• [Article]:
Can a band develop such a strong personality that its character remains even when core members are replaced? To put it another way, can the Allman Brothers Band still sound like it should when it contains no brothers named Allman?

Those were the questions when an alumni group named the Brothers celebrated the ABB’s 50th anniversary at Madison Square Garden on March 10, 2020. This video answers both questions with a “yes.”

It’s interesting how the band’s non-original members reshape the ABB sound, but it’s far more interesting how the ABB sound reshapes the playing of those new members. Guitarist-singer Warren Haynes plays differently than he does with his own band Gov’t Mule. Fellow guitar soloist Derek Trucks plays differently than he does with the Tedeschi Trucks Band. Bassist Oteil Burbridge plays differently than he does with the Dead & Company. It’s not just that the setlist includes 21 songs from the ABB’s canonical period of 1969-1973 (and only three songs from the later years). It’s that the ABB had a particular way of emphasizing melody within a rootsy blues format — and all the participants adopt that approach for this concert.

• [Dataset content]:
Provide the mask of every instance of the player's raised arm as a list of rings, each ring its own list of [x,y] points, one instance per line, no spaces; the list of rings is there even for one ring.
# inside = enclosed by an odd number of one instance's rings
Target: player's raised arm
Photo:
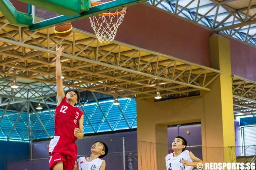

• [Exercise description]:
Using the concert review above, answer:
(a) Where and on what date did the Brothers play the ABB's 50th anniversary show?
(b) Which band is Derek Trucks said to play with on his own?
(c) How many songs on the setlist come from the ABB's 1969-1973 period?

• [Full response]:
(a) Madison Square Garden, on March 10, 2020.
(b) The Tedeschi Trucks Band.
(c) 21 songs.